*List of tasks*.
• a. In the forum post on Zanchius, in what sense is God said not to be the Author of the actions done by the wicked?
• b. Reproduce the part of the Zanchius post between "# Zanchius - God, author" and "obvious and natural.", inclusive.

*Document passage*.
· · · ·
# Zanchius - God, author of sin?



## JM (Jun 2, 2020)

*

*
God, as the primary and efficient cause of all things, is not only the Author of those actions done by His elect as actions, but also as they are good actions, whereas, on the other hand, though He may be said to be the Author of all the actions done by the wicked, yet He is not the Author of them in a moral and compound sense as they are sinful; but physically, simply and _sensu diviso _as they are mere actions, abstractedly from all consideration of the goodness or badness of them.

Although there is no action whatever which is not in some sense either good or bad, yet we can easily conceive of an action, purely as such, without adverting to the quality of it, so that the distinction between an action itself and its denomination of good or evil is very obvious and natural.
· · · ·
*Stored entries*.
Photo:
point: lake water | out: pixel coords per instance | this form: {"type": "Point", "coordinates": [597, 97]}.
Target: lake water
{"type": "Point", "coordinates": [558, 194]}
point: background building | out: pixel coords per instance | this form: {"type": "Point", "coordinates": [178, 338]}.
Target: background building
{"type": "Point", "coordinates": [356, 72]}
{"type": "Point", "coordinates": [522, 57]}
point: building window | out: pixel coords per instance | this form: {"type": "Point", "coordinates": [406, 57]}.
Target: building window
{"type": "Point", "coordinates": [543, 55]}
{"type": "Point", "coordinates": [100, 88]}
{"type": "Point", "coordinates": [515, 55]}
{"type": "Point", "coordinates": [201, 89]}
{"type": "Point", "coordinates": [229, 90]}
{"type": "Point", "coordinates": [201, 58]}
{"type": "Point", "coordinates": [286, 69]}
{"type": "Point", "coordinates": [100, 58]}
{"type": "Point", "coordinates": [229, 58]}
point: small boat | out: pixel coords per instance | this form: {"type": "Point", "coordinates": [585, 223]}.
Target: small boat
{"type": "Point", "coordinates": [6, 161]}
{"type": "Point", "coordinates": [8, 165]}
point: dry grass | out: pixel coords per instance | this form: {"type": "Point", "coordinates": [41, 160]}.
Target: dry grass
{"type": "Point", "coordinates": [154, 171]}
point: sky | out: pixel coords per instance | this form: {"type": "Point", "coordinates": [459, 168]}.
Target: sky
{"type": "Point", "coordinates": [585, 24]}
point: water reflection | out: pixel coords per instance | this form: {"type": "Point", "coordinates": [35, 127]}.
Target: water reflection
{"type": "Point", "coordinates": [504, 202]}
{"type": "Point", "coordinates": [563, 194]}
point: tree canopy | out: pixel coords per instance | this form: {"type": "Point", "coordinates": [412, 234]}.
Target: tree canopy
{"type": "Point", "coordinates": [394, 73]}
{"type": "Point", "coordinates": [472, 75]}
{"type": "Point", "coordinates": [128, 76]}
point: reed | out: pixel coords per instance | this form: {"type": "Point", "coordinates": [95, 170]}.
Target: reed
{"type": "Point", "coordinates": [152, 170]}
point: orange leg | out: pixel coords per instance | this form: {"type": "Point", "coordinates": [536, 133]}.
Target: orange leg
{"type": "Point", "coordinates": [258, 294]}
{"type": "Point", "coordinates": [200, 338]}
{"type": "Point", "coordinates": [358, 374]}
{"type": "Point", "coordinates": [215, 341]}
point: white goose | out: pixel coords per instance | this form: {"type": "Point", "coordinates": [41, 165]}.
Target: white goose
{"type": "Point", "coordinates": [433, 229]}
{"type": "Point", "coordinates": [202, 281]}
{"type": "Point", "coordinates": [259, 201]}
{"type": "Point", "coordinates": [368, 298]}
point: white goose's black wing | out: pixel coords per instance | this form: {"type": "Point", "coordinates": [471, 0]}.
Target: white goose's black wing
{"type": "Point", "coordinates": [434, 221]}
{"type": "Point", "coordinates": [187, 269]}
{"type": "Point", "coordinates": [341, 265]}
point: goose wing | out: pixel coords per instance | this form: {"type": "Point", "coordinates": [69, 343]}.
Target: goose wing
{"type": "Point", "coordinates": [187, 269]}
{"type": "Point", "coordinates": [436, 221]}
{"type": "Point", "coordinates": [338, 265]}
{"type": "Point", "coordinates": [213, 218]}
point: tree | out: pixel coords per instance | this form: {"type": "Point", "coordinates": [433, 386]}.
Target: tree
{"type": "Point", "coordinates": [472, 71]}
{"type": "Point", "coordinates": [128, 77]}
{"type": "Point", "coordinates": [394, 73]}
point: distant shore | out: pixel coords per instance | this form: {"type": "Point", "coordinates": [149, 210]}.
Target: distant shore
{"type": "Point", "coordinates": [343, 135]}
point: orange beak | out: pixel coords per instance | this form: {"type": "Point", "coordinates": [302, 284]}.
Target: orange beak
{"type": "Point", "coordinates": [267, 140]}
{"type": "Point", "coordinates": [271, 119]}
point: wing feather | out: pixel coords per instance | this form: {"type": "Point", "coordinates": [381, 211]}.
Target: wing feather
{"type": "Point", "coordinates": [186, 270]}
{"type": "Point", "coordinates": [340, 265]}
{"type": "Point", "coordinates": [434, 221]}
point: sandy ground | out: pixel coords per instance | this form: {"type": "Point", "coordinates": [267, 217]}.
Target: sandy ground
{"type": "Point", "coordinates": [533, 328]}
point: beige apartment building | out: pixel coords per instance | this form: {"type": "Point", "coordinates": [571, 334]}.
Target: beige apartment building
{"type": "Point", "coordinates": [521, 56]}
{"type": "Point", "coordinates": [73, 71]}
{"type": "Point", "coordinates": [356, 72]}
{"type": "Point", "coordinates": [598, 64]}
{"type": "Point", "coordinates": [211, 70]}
· · · ·
*Answers for the tasks*.
• a. In a moral and compound sense, as they are sinful.

• b.
# Zanchius - God, author of sin?



## JM (Jun 2, 2020)

*

*
God, as the primary and efficient cause of all things, is not only the Author of those actions done by His elect as actions, but also as they are good actions, whereas, on the other hand, though He may be said to be the Author of all the actions done by the wicked, yet He is not the Author of them in a moral and compound sense as they are sinful; but physically, simply and _sensu diviso _as they are mere actions, abstractedly from all consideration of the goodness or badness of them.

Although there is no action whatever which is not in some sense either good or bad, yet we can easily conceive of an action, purely as such, without adverting to the quality of it, so that the distinction between an action itself and its denomination of good or evil is very obvious and natural.